» **PAGE EXCERPT**
- Date: 21-26 June
- Edition: 4th
- Category: IRTPA
- Draw: 8S / 4Q
- Location: Hampton Court Palace, London, United Kingdom
- Venue: Royal Tennis Court

Champions

Men's singles
- Nick Howell
- ← 2019 · Champions Trophy (real tennis) · 2023 →

= 2022 Champions Trophy (real tennis) =

The 2022 Champions Trophy was the 4th edition of the Champions Trophy. It was held at the Royal Tennis Court from 21 to 26 June It was a qualifying event for the 2023 Real Tennis World Championship. It was the first Champions Trophy held since 2019 due to the COVID-19 pandemic.

The tournament was won by defending champion and incumbent World Champion Robert Fahey. It was his second victory in the tournament. Ben Taylor-Matthews was the runner-up for the second time, having also been runner-up in the inaugural edition. The two finalists also met in the first round, with Fahey also the victor. World Championship challenger for 2022 Camden Riviere did not attend.

==Draw and results==

Amateur players are marked as (A)

» **ACTIVITY LIST**
a) Repeat the passage of the 2022 Champions Trophy page that begins at the words "The 2022 Champions" and stops after "the COVID-19 pandemic.".
b) Answer these questions from the 2022 Champions Trophy page:
(i) In which venue and palace was the tournament played?
(ii) For which event was the tournament a qualifier?
(iii) Who was the runner-up?
c) Write the next part of the 2022 Champions Trophy page, starting after its last line.

» **SUPPLIED DATA**
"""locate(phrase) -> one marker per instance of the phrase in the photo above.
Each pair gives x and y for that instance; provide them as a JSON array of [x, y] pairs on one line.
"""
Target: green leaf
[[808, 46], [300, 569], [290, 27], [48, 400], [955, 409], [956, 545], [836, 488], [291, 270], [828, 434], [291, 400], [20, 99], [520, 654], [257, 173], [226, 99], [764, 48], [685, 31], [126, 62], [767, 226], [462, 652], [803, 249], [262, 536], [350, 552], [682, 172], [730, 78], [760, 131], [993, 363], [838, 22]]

» **ANSWERS FOR THE TASKS**
a)
The 2022 Champions Trophy was the 4th edition of the Champions Trophy. It was held at the Royal Tennis Court from 21 to 26 June It was a qualifying event for the 2023 Real Tennis World Championship. It was the first Champions Trophy held since 2019 due to the COVID-19 pandemic.

b)
(i) The Royal Tennis Court at Hampton Court Palace, London, United Kingdom.
(ii) The 2023 Real Tennis World Championship.
(iii) Ben Taylor-Matthews.

c)
===Qualifying===

The qualifying was one group of four players, with the top two players progressing to the main draw.

|  |  | Williams | Smith | Mackenzie | Gale | W–L | Set W–L | Game W–L | Standings |
| 7 | L Williams |  | 9/5 | 7/9 | 0/9 | 1–2 | 1–2 (33%) | 16–23 (41%) | 3rd |
| 8 | J Smith | 5/9 |  | 6/9 | 2/9 | 0–3 | 0–3 (0%) | 13–27 (33%) | 4th |
| 9 | N Mackenzie (Q) | 9/7 | 9/6 |  | 6/9 | 2–1 | 2–1 (67%) | 24–22 (52%) | 2nd |
| 10 | L Gale (Q) | 9/5 | 9/2 | 9/6 |  | 3–0 | 3–0 (0%) | 27–8 (77%) | 1st |

===Main Draw===

The Champions Trophy operates a repechage format for the first four seeds, where the first round losers progress to a second quarter final against the winners between the fifth and sixth seeds and the qualifiers.